**TESTO DI PARTENZA:**

▬▬▬

[dal Bollettino 61]
Lettera a Georges Bernanos. “Témoins”, n. 7, autunno 1954
di Simone Weil
Bisogna […] essere sempre pronti a cambiare parte come la giustizia, questa fuggitiva dal campo dei vincitori.
Simone Weil, L’ombra e la grazia
È dietro suggerimento del nostro compagno Albert Camus che pubblichiamo questa lettera di Simone Weil a Bernanos, di cui già [Ignazio] Silone – che ne aveva letto una traduzione italiana – segnalava l’importanza. E benché questo testo sia già stato pubblicato qualche anno fa su un’altra rivista [“Bulletin de la Société des Amis de Bernanos”, n. 4, giugno 1950], il problema che Simone Weil pone è talmente cruciale che abbiamo ritenuto utile, per non dire indispensabile, sottoporlo alla riflessione di altri lettori, che anzi non saranno mai abbastanza.
Signore,
per quanto ridicolo possa essere scrivere a uno scrittore che è sempre, per la natura del suo mestiere, sommerso di lettere, non posso astenermi dal farlo dopo aver letto I grandi cimiteri sotto la luna. Non è certo la prima volta che un suo libro mi tocca: il Diario di un curato di campagna è per me il più bello, almeno fra quelli che ho letto, davvero un gran libro. Ma pur avendo amato questo e altri suoi libri, non c’era alcun motivo di importunarla scrivendoglielo. Tuttavia con quest’ultimo le cose sono cambiate: ho avuto un’esperienza simile alla sua, benché più breve, meno profonda, situata altrove e vissuta in apparenza – solo in apparenza – con tutt’altro spirito.

▬▬▬

**DATI FORNITI:**

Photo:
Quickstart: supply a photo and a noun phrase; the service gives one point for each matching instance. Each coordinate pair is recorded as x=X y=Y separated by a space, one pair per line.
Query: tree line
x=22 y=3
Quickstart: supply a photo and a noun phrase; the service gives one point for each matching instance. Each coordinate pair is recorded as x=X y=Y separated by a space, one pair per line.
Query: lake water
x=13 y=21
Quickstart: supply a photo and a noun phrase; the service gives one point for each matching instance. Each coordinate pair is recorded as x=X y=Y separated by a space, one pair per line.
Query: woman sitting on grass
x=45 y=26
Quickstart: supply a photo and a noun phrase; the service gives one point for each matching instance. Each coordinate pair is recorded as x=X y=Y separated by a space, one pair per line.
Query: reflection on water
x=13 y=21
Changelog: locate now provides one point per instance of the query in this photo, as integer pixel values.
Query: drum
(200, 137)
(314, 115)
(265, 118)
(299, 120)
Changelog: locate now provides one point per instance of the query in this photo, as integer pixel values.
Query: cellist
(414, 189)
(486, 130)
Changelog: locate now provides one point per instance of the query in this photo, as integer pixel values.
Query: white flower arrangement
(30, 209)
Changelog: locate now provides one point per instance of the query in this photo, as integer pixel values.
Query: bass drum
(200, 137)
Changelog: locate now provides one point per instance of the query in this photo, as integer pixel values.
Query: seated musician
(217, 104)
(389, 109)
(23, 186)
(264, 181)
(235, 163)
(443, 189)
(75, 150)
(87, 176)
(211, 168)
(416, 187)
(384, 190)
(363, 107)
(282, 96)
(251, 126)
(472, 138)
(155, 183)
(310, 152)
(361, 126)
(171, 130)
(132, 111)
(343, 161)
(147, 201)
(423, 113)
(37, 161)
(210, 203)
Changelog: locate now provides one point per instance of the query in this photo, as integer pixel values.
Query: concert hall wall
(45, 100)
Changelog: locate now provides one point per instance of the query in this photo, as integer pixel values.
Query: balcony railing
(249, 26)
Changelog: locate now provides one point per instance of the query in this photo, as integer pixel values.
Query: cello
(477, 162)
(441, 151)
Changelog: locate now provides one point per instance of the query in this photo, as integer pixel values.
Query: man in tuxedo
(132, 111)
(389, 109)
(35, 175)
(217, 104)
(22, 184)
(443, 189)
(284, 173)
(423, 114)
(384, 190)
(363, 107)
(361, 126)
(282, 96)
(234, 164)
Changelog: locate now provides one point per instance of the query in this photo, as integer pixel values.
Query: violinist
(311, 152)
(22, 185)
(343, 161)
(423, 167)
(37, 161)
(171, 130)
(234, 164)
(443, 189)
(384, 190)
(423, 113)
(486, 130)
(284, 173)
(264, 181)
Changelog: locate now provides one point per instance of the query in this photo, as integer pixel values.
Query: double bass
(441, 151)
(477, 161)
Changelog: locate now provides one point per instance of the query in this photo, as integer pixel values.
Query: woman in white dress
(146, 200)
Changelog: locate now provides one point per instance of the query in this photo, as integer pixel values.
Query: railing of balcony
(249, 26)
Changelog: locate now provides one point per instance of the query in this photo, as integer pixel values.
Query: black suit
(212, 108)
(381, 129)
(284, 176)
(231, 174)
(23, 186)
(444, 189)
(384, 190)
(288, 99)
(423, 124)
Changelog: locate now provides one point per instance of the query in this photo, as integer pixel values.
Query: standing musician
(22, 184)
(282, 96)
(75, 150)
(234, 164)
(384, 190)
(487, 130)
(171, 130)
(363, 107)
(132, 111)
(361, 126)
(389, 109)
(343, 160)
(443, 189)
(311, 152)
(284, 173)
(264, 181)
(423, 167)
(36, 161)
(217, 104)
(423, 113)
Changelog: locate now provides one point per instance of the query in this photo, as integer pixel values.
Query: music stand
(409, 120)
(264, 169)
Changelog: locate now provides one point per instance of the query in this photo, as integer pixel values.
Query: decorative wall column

▬▬▬

**CONSEGNE:**
a. Cita dal testo di partenza il passo che comincia con le parole "[dal Bollettino 61]" e si ferma dopo le parole "campo dei vincitori.".
b. Elenca tutte le persone chiamate per nome nel testo di partenza.
c. Prosegui il testo di partenza, la lettera di Simone Weil a Bernanos, dopo l'ultima frase riportata.
L'elenco non serve per questo esercizio.

**RISPOSTE:**
a.
[dal Bollettino 61]
Lettera a Georges Bernanos. “Témoins”, n. 7, autunno 1954
di Simone Weil
Bisogna […] essere sempre pronti a cambiare parte come la giustizia, questa fuggitiva dal campo dei vincitori.

b. Georges Bernanos, Simone Weil, Albert Camus, Ignazio Silone

c.
Non sono cattolica, anche se – e ciò che sto per dire sembrerà presuntuoso a ogni cattolico, soprattutto da parte di un non-cattolico, ma non so esprimermi diversamente – mai nulla di cattolico, nulla di cristiano, mi è stato totalmente estraneo. Anzi, talvolta mi sono detta che se solo si affiggesse alle porte delle chiese che l’ingresso è vietato a chiunque goda di un reddito superiore a una certa somma, non troppo elevata, mi sarei subito convertita. Sin dall’infanzia, le mie simpatie sono andate a quei raggruppamenti che si rivolgono agli strati più disprezzati della gerarchia sociale, fino a quando ho preso coscienza che questi raggruppamenti sono di natura tale da scoraggiare ogni simpatia. L’ultimo ad avermi ispirato una qualche fiducia era la CNT spagnola [Confederación Nacional del Trabajo]. Avevo visitato un po’ la Spagna – molto poco – prima della guerra civile, ma a sufficienza per provare quell’amore che è difficile non provare verso quel popolo; e avevo visto nel movimento anarchico l’espressione naturale delle sue grandezze e delle sue tare, delle sue aspirazioni più o meno legittime. La CNT, la FAI [Federación Anarquista Ibérica], erano un miscuglio sorprendente, dove chiunque era ammesso e dove, di conseguenza, si ritrovavano fianco a fianco l’immoralità, il cinismo, il fanatismo, la crudeltà, ma anche l’amore, lo spirito di fratellanza e, soprattutto, quella rivendicazione dell’onore così bella negli uomini umiliati; mi sembrava che coloro che erano animati da un ideale prevalessero su quelli che privilegiavano il gusto per la violenza e il disordine. Nel luglio 1936 ero a Parigi. Non amo la guerra; ma ciò che mi ha sempre fatto più orrore della guerra è la gente che se ne sta nelle retrovie. Quando ho capito, malgrado i miei sforzi, che non potevo fare a meno di partecipare moralmente a questa guerra, cioè di augurarmi ogni giorno, in ogni momento, la vittoria degli uni e la sconfitta degli altri, mi sono detta che Parigi per me rappresentava le retrovie e così ho preso un treno per Barcellona con l’intenzione di arruolarmi. Era l’inizio di agosto del 1936.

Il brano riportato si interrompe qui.